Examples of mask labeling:

· · · · ·

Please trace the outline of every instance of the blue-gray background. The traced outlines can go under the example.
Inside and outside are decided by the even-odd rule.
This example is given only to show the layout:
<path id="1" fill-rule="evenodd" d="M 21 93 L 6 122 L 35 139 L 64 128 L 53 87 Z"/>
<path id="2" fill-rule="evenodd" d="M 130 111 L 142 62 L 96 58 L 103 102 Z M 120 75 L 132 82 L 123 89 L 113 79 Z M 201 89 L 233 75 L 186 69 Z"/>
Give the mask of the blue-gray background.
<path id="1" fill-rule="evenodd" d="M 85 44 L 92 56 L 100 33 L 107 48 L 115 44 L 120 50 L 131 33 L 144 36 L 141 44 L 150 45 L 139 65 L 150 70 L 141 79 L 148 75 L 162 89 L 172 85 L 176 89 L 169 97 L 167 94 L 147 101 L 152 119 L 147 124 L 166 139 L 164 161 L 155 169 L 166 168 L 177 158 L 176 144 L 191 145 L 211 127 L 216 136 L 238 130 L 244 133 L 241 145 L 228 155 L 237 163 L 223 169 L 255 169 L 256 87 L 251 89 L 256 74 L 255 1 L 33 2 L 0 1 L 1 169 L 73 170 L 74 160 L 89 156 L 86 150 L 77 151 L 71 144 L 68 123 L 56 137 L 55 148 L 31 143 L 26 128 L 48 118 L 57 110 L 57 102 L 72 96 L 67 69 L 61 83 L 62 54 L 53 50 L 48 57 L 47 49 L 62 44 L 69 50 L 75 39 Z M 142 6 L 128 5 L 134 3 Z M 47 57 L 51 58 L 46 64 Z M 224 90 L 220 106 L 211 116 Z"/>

· · · · ·

What the task asks: Please retype each line of the entries above without changing a single character.

Written reply:
Please trace the outline of every instance of the blue-gray background. The traced outlines can go under the example.
Inside and outside are decided by the even-odd rule.
This example is given only to show the layout:
<path id="1" fill-rule="evenodd" d="M 21 93 L 6 122 L 35 139 L 64 128 L 53 87 Z"/>
<path id="2" fill-rule="evenodd" d="M 130 111 L 142 62 L 96 58 L 103 102 Z M 120 75 L 132 82 L 123 89 L 113 79 Z M 201 89 L 233 75 L 186 69 Z"/>
Give the mask of the blue-gray background.
<path id="1" fill-rule="evenodd" d="M 85 44 L 92 56 L 100 33 L 107 48 L 115 44 L 120 50 L 131 33 L 144 36 L 141 44 L 150 45 L 139 65 L 150 70 L 141 79 L 148 75 L 162 89 L 172 85 L 176 89 L 169 97 L 167 94 L 147 101 L 152 119 L 147 124 L 166 139 L 164 161 L 155 169 L 166 168 L 177 158 L 176 144 L 191 145 L 211 127 L 216 136 L 238 130 L 244 133 L 241 145 L 228 155 L 237 163 L 223 169 L 255 169 L 256 87 L 251 89 L 256 74 L 255 1 L 33 2 L 0 1 L 1 169 L 73 170 L 74 160 L 89 156 L 86 150 L 77 151 L 71 144 L 68 123 L 56 137 L 55 148 L 31 143 L 26 128 L 48 118 L 57 110 L 57 102 L 72 96 L 67 69 L 61 83 L 62 54 L 53 50 L 48 57 L 47 49 L 62 44 L 69 50 L 75 39 Z M 142 6 L 128 5 L 134 3 Z M 47 57 L 51 58 L 46 64 Z M 224 90 L 220 106 L 211 116 Z"/>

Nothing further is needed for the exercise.